Page extract:
YAVORIV, Ukraine (Reuters) - Tense Ukrainian soldiers with assault rifles creep stealthily around mock houses before bursting in to clear out gunmen, while others practice setting ambushes or infantry assaults, all under the watchful eyes of U.S. Army trainers.
Dotted around the vast, wooded Yavoriv military training area in western Ukraine, soldiers of the U.S. 173rd Airborne Brigade are instructing Ukrainian national guardsmen in techniques designed to help them in the simmering war against pro-Russian separatists hundreds of miles to the east.
Although Western countries have held back from military involvement in the conflict, the small-scale U.S. training effort, together with similar schemes set up by Britain, Canada and Poland, sends a signal to Russia that the West stands behind the Ukrainian government.
Kremlin spokesman Dmitry Peskov has said the U.S. training could destabilize eastern Ukraine.
That charge was dismissed by the commander of U.S. Army Europe, Lieutenant-General Ben Hodges, who visited Yavoriv on Monday with U.S. Deputy Assistant Defense Secretary Evelyn Farkas to see how training effort is going.
“I don’t know how it could possibly be considered destabilizing ... The big difference is that we are here at the invitation of the Ukrainian government. The Russians are in Ukraine at nobody’s invitation,” he told reporters.
Moscow denies accusations by Ukraine and NATO that it has sent soldiers and sophisticated weaponry to help the separatists in a conflict in which Ukrainian soldiers die almost daily despite a ceasefire agreed in February. More than 6,100 people have been killed since April 2014.

Data records:
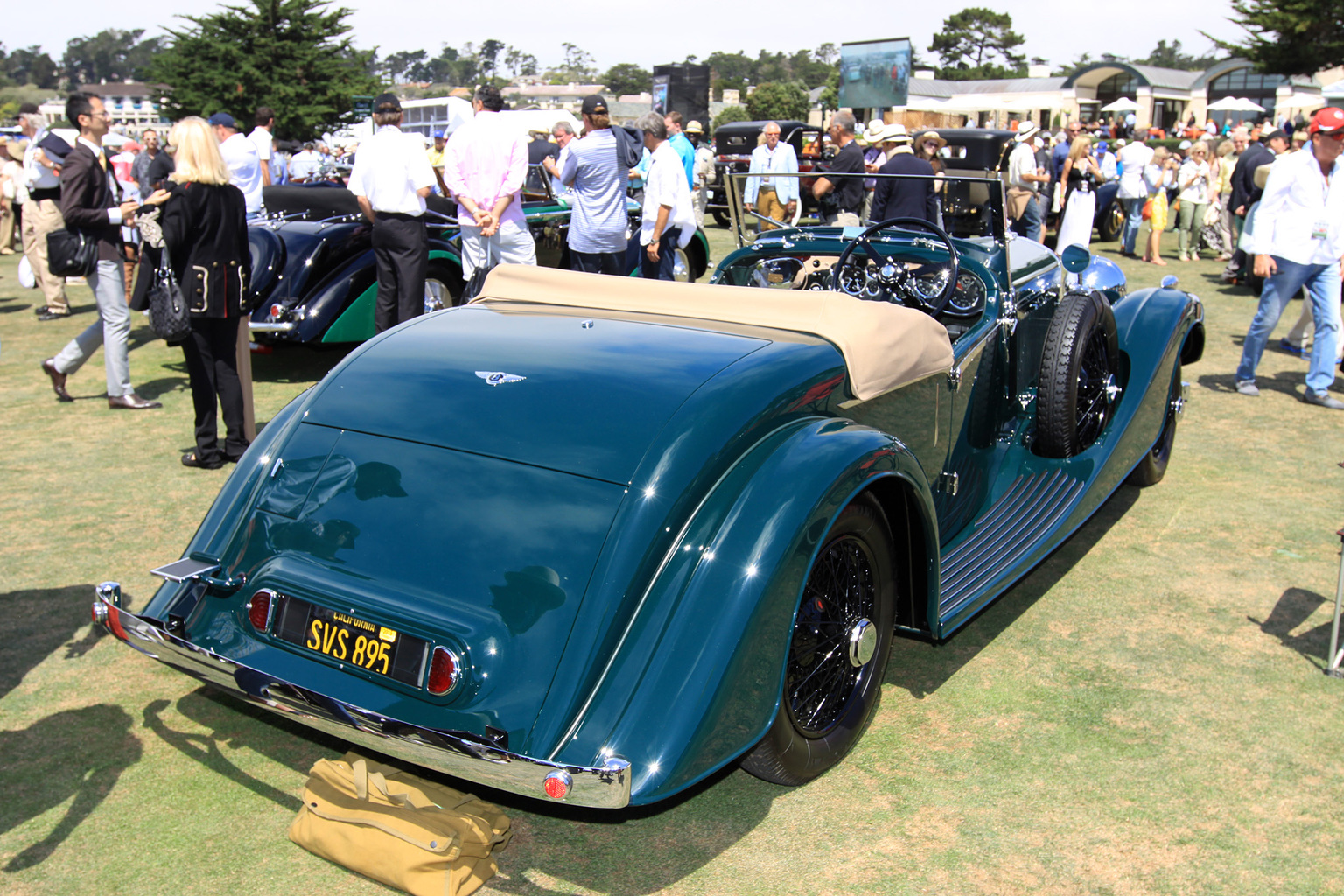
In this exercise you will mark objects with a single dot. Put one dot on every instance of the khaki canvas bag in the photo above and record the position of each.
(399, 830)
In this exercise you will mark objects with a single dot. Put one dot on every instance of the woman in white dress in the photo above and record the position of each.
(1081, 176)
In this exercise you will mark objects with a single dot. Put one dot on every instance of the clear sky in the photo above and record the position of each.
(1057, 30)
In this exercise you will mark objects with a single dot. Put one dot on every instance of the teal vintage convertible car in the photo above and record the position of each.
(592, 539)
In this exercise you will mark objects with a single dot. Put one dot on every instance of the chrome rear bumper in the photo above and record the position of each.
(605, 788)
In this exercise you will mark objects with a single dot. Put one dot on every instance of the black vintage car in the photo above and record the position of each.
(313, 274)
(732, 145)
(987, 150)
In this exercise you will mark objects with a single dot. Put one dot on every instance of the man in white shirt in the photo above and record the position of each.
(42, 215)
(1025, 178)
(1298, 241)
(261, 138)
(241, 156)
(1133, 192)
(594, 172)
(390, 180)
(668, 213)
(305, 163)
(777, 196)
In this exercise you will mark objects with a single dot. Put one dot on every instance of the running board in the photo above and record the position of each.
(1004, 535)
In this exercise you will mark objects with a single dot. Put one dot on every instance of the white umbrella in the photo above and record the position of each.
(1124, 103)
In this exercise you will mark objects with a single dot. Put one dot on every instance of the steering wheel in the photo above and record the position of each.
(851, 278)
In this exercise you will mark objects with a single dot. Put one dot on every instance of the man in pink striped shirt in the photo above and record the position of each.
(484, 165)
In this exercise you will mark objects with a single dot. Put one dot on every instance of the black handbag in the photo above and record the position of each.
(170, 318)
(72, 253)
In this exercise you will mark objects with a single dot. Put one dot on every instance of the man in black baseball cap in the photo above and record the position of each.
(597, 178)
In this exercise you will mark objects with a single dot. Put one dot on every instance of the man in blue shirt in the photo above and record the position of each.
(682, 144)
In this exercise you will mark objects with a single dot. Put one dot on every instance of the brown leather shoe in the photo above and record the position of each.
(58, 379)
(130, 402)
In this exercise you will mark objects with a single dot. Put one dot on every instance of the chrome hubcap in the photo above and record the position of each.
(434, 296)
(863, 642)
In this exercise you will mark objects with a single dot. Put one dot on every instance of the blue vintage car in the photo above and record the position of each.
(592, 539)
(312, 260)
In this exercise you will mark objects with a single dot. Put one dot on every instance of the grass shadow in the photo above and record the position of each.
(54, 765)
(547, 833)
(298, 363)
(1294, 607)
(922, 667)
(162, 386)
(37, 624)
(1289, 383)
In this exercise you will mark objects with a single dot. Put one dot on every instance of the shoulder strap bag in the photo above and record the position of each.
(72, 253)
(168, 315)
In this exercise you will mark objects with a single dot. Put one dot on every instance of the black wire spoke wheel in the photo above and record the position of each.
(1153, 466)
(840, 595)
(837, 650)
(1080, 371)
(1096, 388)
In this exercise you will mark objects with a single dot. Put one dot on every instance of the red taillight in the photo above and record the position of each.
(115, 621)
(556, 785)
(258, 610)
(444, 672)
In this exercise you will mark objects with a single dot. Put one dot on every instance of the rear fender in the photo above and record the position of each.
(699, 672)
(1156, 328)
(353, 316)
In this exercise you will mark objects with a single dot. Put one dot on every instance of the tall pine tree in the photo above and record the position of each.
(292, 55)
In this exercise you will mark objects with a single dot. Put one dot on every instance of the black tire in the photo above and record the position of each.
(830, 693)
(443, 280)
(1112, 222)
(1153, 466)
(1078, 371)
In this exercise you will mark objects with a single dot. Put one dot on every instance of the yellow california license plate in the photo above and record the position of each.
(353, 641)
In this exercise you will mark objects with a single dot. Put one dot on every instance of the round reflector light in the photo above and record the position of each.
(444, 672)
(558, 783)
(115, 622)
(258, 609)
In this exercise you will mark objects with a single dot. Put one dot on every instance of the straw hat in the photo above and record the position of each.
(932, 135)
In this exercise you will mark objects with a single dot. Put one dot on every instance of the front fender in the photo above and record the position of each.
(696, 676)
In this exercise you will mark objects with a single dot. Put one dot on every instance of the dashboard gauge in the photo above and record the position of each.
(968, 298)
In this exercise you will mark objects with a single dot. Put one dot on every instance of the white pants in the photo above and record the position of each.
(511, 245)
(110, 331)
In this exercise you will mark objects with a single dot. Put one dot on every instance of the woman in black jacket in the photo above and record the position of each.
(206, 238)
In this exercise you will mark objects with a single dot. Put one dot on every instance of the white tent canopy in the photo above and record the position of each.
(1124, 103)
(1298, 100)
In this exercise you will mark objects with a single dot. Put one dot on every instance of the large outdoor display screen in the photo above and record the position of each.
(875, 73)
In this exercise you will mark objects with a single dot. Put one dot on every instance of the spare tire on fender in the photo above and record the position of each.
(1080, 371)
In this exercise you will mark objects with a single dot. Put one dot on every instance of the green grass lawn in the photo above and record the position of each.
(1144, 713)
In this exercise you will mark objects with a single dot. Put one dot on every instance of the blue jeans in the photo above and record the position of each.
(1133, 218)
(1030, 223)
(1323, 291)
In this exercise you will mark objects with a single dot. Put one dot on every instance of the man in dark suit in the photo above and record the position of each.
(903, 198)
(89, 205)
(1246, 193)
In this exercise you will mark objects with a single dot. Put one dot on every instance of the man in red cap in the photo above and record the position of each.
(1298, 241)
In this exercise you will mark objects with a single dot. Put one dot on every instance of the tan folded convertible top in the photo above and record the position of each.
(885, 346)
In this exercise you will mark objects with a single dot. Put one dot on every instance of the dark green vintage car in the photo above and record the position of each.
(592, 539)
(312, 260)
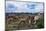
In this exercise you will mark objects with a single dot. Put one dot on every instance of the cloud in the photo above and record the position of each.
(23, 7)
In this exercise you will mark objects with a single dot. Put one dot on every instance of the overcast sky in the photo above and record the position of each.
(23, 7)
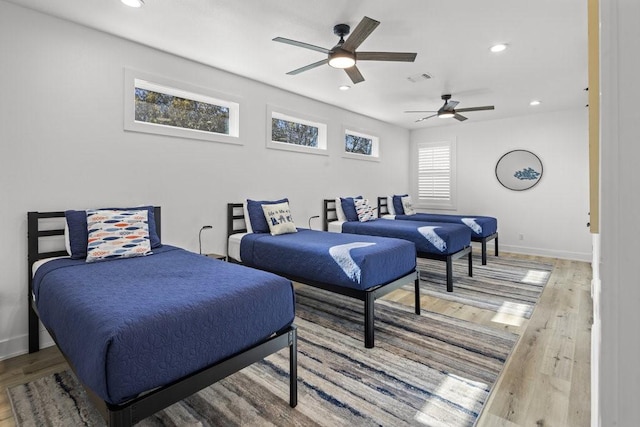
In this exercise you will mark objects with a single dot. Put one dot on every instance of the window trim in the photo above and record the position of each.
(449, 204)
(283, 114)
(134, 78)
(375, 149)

--

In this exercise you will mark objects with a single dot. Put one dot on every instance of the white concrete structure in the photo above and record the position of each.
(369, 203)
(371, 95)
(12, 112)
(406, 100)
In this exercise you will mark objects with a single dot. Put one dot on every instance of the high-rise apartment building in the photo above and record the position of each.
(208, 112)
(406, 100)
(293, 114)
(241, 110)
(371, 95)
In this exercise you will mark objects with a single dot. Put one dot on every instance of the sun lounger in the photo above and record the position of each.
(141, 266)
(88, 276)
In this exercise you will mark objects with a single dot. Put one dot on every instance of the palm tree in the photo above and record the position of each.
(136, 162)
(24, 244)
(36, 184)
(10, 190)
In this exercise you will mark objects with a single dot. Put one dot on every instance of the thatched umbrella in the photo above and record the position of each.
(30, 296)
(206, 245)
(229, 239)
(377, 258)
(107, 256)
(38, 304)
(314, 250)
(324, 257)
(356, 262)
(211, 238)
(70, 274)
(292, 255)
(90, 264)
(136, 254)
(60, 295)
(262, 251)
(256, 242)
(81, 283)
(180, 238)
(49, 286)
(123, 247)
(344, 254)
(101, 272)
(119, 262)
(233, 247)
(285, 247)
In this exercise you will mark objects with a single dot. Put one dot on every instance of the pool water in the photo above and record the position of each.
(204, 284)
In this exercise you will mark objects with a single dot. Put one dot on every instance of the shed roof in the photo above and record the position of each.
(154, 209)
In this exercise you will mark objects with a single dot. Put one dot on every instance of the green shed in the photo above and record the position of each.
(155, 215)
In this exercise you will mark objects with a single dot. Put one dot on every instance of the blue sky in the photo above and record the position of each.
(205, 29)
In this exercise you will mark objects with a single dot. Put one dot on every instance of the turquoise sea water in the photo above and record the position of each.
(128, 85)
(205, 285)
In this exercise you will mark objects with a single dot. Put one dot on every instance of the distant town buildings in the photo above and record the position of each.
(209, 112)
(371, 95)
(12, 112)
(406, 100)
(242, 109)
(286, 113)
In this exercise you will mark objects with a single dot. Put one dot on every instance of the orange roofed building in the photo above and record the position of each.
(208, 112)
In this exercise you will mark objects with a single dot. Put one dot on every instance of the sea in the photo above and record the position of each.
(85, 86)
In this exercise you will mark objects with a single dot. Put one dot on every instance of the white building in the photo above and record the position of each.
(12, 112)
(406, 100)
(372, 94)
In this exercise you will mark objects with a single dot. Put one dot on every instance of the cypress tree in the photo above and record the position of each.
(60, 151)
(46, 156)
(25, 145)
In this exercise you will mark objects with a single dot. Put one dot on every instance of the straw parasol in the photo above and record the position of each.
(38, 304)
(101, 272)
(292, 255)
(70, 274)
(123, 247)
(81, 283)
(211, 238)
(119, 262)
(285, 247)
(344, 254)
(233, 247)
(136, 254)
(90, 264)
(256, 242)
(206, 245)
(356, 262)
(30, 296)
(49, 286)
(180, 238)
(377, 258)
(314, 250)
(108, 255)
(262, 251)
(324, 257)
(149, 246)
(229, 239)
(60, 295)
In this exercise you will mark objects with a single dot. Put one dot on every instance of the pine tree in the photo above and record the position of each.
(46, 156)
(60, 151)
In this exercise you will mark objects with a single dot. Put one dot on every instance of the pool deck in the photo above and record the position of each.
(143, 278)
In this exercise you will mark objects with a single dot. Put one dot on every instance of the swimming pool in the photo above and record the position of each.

Check your understanding:
1 - Which people does the article on U.S. training at Yavoriv mention by name?
2 - Set down, word for word, the passage of the Yavoriv training article that runs from "That charge was" down to "effort is going.".

Answers to each task:
1 -
Dmitry Peskov
Ben Hodges
Evelyn Farkas

2 -
That charge was dismissed by the commander of U.S. Army Europe, Lieutenant-General Ben Hodges, who visited Yavoriv on Monday with U.S. Deputy Assistant Defense Secretary Evelyn Farkas to see how training effort is going.